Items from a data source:
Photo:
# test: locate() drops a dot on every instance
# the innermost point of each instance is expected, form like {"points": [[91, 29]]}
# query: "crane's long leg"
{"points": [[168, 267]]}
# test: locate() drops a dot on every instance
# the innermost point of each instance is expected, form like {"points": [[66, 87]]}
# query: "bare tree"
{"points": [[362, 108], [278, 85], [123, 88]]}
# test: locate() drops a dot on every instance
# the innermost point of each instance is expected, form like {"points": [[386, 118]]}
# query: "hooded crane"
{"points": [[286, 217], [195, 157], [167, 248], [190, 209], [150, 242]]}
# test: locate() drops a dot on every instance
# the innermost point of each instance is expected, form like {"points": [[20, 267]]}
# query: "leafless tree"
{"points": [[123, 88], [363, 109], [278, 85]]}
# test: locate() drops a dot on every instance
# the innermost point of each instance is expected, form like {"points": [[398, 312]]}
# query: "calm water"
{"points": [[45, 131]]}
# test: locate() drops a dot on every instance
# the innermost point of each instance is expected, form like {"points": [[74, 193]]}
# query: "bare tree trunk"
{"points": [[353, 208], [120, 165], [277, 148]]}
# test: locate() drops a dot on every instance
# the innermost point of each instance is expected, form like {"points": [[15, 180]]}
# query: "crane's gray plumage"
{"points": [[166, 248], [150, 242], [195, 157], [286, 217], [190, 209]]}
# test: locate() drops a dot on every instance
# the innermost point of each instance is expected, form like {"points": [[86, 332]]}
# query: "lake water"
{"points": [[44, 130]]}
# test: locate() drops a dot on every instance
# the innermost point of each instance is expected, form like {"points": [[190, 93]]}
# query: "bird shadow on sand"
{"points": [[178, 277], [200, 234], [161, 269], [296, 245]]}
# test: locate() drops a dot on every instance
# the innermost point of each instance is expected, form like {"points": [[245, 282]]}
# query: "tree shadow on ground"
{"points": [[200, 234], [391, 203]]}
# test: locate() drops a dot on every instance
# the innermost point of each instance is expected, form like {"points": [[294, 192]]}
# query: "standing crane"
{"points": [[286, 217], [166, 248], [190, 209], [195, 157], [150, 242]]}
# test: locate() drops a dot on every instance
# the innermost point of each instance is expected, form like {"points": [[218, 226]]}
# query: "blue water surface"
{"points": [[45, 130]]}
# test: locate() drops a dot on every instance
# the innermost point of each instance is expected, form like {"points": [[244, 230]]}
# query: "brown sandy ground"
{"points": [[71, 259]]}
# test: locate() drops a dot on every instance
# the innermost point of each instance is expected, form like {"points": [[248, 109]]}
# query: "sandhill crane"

## WORK INSTRUCTION
All the records above must be transcribed without a single change to any word.

## EXPECTED ANSWER
Photo:
# test: locate() drops a dot on every instance
# the innermost point of each instance is expected, form like {"points": [[91, 29]]}
# query: "crane's long leg"
{"points": [[168, 267]]}
# test: locate() drops a dot on every instance
# the innermost point of each instance is expected, form like {"points": [[66, 87]]}
# query: "bare tree"
{"points": [[362, 108], [278, 85], [123, 88]]}
# test: locate() drops a dot on every instance
# the innermost point of each instance is expected, form like {"points": [[386, 118]]}
# query: "hooded crane"
{"points": [[286, 217], [195, 157], [167, 248], [190, 209], [150, 242]]}
# test: locate() drops a dot on every instance
# the innermost point of each instance is expected, form like {"points": [[20, 267]]}
# query: "leafless tree"
{"points": [[123, 88], [363, 109], [278, 85]]}
# test: locate() drops a dot on every instance
# the innermost point of each instance is expected, form like {"points": [[398, 312]]}
# query: "calm water"
{"points": [[45, 131]]}
# test: locate() drops a dot on every instance
# the innermost point of each instance is expected, form like {"points": [[74, 193]]}
# query: "bare tree trunk"
{"points": [[353, 208], [120, 165], [277, 148]]}
# test: locate() drops a dot on every instance
# the innermost point of each instance is expected, form like {"points": [[15, 180]]}
# query: "crane's gray plumage"
{"points": [[166, 248], [150, 242], [195, 157], [286, 217], [190, 209]]}
# test: locate() drops a dot on every instance
# the innermost point of each instance is expected, form like {"points": [[86, 332]]}
# query: "lake water"
{"points": [[44, 130]]}
# test: locate() drops a dot on every instance
# the innermost point of each instance is expected, form like {"points": [[190, 93]]}
# query: "bird shadow on sand"
{"points": [[178, 277], [200, 234], [161, 269], [296, 245]]}
# test: locate() drops a dot on every instance
# the innermost point of each instance is expected, form like {"points": [[245, 282]]}
# query: "tree shadow on ground"
{"points": [[200, 234], [391, 203]]}
# test: locate() drops a dot on every instance
# the innermost point of each instance is expected, form like {"points": [[294, 192]]}
# query: "standing crane"
{"points": [[286, 217], [166, 248], [190, 209], [195, 157], [150, 242]]}
# test: locate() drops a dot on every instance
# the innermost point of each instance is expected, form like {"points": [[218, 226]]}
# query: "blue water surface"
{"points": [[45, 130]]}
# test: locate() drops a dot on every instance
# the innermost point of each instance is expected, form like {"points": [[244, 230]]}
# query: "brown sandy ground"
{"points": [[71, 259]]}
# test: locate() drops a dot on every instance
# the innermost point of each instance is expected, form like {"points": [[248, 109]]}
# query: "sandhill crane"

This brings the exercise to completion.